- PAGE TEXT -
_ _ _ _ _ _ _

When she learns about the closure of Summer Bay High, April chains herself to the gates. The police arrive and she is arrested. April finds her exam studies stressful and she is annoyed when Dex appears to be breezing through his. April meets a student who tells her about a drug that can help her study. April asks Heath Braxton if he can supply her with the drug, but Heath turns her down. April steals Sid Walker's prescription pad and gets the drugs for herself. April stays up all night after taking the drug. She starts to become paranoid when Sid reports his missing pad to the police. April is named Dux of the School and she confesses to Ruby that she took Sid's prescription pad. Ruby gets rid of the drugs for her, but during her speech, April collapses. Sid orders April to rest and he reprimands her for taking the pad. April decides to lose her virginity to Dex on the night of a schoolies party. However, she has to cancel her plans when Irene is sick. Eventually Irene recovers and April goes to the party, where she sees Dex kissing Dallas Phillips. Dex apologises to April, but she tells him their relationship is over. Dex later asks her to the formal, but April turns him down.

_ _ _ _ _ _ _

- HOW TO COMPLETE THIS TASK -
In the page text about April, why does she have to cancel her plan to lose her virginity to Dex on the night of the schoolies party? Answer in one to three sentences.

- EXTRACTED MATERIAL -
_ _ _ _ _ _ _

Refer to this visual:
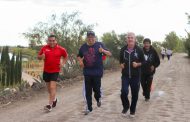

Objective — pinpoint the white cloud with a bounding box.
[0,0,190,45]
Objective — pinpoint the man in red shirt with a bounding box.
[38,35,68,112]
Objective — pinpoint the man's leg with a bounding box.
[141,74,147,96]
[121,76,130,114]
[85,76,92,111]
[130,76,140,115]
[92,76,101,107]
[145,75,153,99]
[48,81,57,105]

_ _ _ _ _ _ _

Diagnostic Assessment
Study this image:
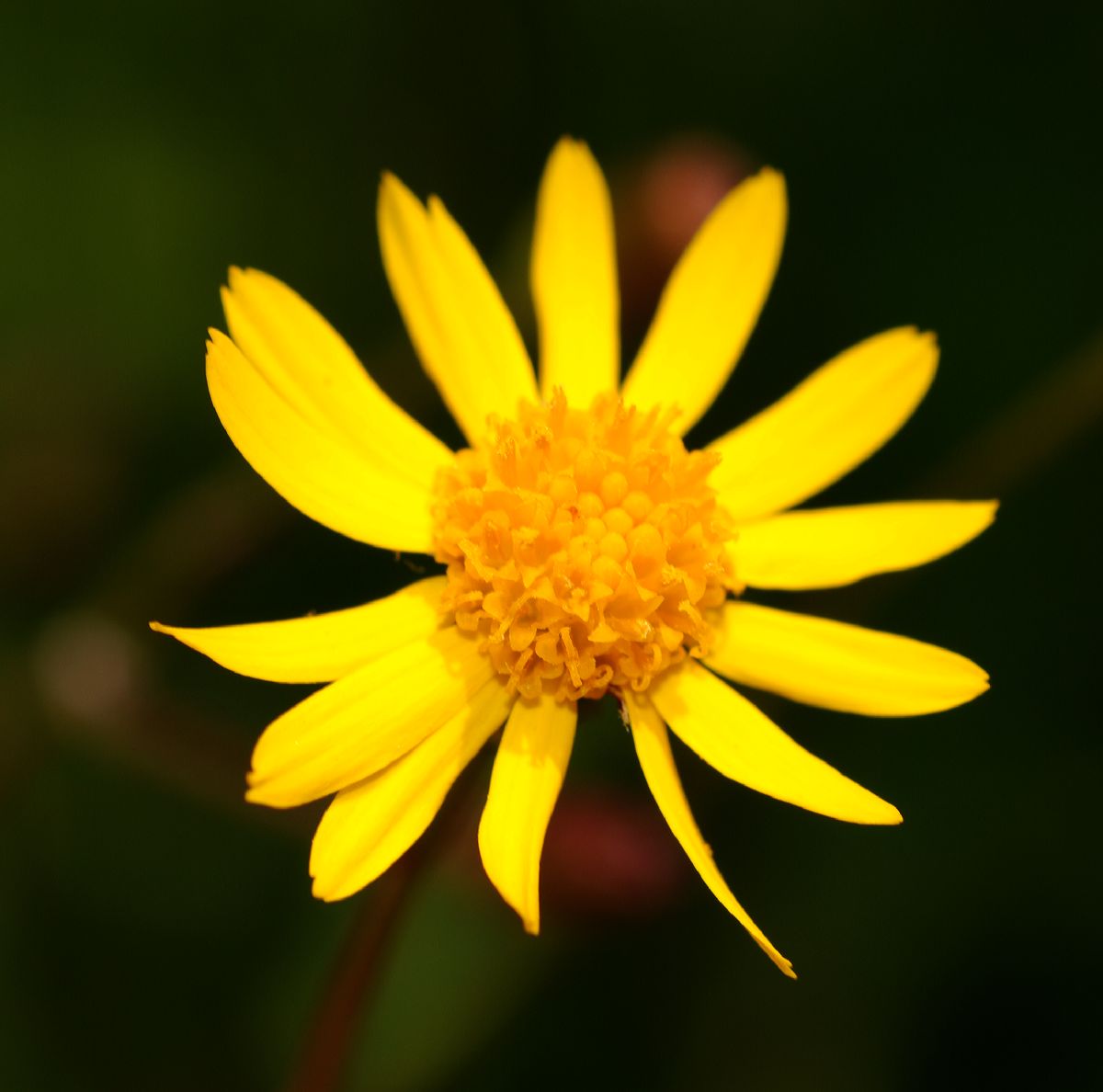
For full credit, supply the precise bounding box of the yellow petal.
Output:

_ _ _ _ _ _ _

- RESULT OF THE TASK -
She has to cancel because Irene is sick. Once Irene recovers, April goes to the party.